*What you should do*
Return the stretch from "Intact grasslands and" through "wheat and canola." in the text on pasture-based farming below, word for word.

*Supplied text*
☆ ☆ ☆ ☆

Today, we farm on several hundred acres of grazing land in southwestern Manitoba. We harvest the sun’s energy to grow grass to feed ruminants, namely cattle. We often refer to ourselves as a pasture-based livestock farm. That is the simplest way to describe what we do, but for so many who are at least a generation away from farming, the miracle that happens between grass and grazer and the ecology of or our grasslands and grazing systems has been largely forgotten.
Pasture refers to land covered with grass and other low plants suitable for grazing animals including cattle, sheep, and goats. Healthy pasture relies on the energy of the sun and the process of photosynthesis, along with various biological processes including those that occur in healthy soil such as nutrient cycling, water cycling, and carbon sequestration. Our focus is on creating healthy soil, healthy pastures, and healthy animals by promoting the growth of healthy perennial polycultures. We do this through how we manage our livestock.
We employ management intensive grazing techniques in a multi-species grazing system. Throughout the grazing season, we move our cattle to new pasture every day, focusing on long pasture recover times, essentially mimicking (in much smaller numbers) the way the bison would move over the prairie landscape. We integrate poultry and hogs into this pasture-based system to help cycle nutrients and to take advantage of the other benefits of pasturing animals, namely natural parasite control (with frequent pasture moves) and added fertility via periodic disturbance and the manure deposits on pasture.
Our major infrastructure investments in this system are electric fences, piped water, and labour. The work is enjoyable. We spend lots of time outside and are the conductors of an orchestra of diversity of life, not just that of our livestock, but by supporting the existence of a grassland agroecology that is home to many species of birds, insects, and small and large animals.
Intact grasslands and savannahs are our most threatened and greatly reduced ecosystems around the globe, as well as locally on the prairies. The extermination of this ecosystem is so complete that it is no surprise that some believe the native flora of the “prairies” are wheat and canola.
For thousands of years, grasses evolved together with grazing animals. The microbes of the rumen are the prairie’s way of cycling nutrients. The miracle of the interaction among grasses, ruminants, and rumen microbes is how the energy of the sun is used to build and maintain our prairie soils and grasslands. Photosynthesis is enhanced when animals graze growing plants, which then subsequently feed the soil life below through their roots and their exudates. Grasslands, when grazed using short graze periods and long rest periods, produce healthier plants that literally feed the soil through their root exudates. There is the potential to pump tonnes of (atmospheric) carbon per acre directly into the ground using these natural processes. We can infer that healthier plants and soils, rich in available nutrients, will make for healthier animals and thus more nutrient dense food.
Pasture-based farming takes the animals out of buildings and integrates them into an agroecological system with a more holistic approach. We are incredibly excited to be a part of this symbiosis by farming and ranching in this way.
 
Lydia Carpenter and Wian Prinsloo run Luna Field Farm, a multi-species grazing operation south of Belmont, Manitoba. They currently run cattle, sheep, hogs, and poultry.

☆ ☆ ☆ ☆

*Data excerpt*

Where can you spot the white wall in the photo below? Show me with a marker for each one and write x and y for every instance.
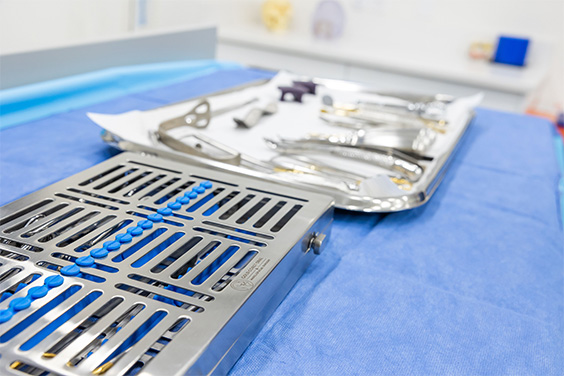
(36, 24)
(32, 24)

☆ ☆ ☆ ☆

*Solution for this problem*
Intact grasslands and savannahs are our most threatened and greatly reduced ecosystems around the globe, as well as locally on the prairies. The extermination of this ecosystem is so complete that it is no surprise that some believe the native flora of the “prairies” are wheat and canola.